_ACTION ITEM_
The output must be the line with "form: point(905, 175)." and every following line to the end of the material, exactly as they appear, and nothing else.

_INPUT FOR THIS TASK_
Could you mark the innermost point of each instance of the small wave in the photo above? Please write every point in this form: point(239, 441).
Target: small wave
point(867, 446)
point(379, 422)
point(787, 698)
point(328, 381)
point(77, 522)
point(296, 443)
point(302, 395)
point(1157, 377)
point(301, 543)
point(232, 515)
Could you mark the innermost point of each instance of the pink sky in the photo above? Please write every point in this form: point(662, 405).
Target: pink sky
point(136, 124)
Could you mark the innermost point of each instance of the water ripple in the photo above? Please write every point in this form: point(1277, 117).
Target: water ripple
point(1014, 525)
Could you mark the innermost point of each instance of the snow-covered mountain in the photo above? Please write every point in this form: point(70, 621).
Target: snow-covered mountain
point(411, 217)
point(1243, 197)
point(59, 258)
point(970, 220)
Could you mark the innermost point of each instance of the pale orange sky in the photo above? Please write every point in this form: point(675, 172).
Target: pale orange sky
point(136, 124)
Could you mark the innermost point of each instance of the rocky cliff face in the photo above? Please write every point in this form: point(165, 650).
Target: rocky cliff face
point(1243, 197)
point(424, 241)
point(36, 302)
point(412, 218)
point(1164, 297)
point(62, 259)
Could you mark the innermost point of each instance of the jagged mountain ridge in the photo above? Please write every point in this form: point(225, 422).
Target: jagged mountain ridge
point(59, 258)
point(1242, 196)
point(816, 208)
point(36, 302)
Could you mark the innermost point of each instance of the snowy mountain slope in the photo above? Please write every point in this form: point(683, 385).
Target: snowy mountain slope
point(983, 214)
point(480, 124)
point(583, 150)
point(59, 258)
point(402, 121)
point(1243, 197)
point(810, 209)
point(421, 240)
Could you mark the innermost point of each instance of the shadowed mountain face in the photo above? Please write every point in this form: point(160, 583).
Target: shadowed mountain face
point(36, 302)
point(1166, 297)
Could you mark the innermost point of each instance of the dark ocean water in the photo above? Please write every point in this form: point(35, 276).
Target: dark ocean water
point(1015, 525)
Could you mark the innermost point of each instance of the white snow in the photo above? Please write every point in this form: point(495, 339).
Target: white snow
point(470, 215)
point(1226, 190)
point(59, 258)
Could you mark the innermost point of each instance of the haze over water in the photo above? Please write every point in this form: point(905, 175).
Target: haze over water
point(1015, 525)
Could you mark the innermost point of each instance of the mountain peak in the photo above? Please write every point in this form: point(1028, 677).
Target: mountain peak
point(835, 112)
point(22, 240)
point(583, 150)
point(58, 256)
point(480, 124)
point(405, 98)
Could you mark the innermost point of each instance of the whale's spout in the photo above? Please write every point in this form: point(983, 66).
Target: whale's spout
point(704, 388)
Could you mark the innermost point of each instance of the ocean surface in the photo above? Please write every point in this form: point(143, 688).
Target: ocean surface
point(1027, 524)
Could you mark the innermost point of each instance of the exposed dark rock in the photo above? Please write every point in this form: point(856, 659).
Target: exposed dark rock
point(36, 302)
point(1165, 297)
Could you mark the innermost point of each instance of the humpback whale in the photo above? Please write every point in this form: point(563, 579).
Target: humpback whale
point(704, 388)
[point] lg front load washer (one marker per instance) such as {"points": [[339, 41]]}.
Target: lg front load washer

_REPLY_
Could you mark the innermost point of each instance of the haze over water in the photo above? Please write every point in this form: point(905, 175).
Target: haze over water
point(1015, 525)
Could you mark the innermost point of each instance of the mountain peak in the photo above? Please write every point in this form: point(1028, 677).
Target: mountain peak
point(835, 112)
point(22, 240)
point(583, 150)
point(58, 256)
point(480, 124)
point(405, 98)
Could you mark the innermost point of each instance of the whale's spout in the photo above? Please write every point in this form: point(983, 66).
Target: whale's spout
point(704, 388)
Could you mark the innermost point of each instance of the ocean surface in the photo above? Please write every point in this form: point(143, 688).
Target: ocean surface
point(1027, 524)
Could you mark the innermost point of each instance of the exposed dark rock in the photo above? Please write every point in this form: point(856, 659).
Target: exposed dark rock
point(36, 302)
point(1165, 297)
Could you mark the innermost point of each instance of the humpback whale in the photo above? Please write every point in this form: point(563, 579).
Target: humpback whale
point(704, 388)
[point] lg front load washer (one marker per instance) such as {"points": [[339, 41]]}.
Target: lg front load washer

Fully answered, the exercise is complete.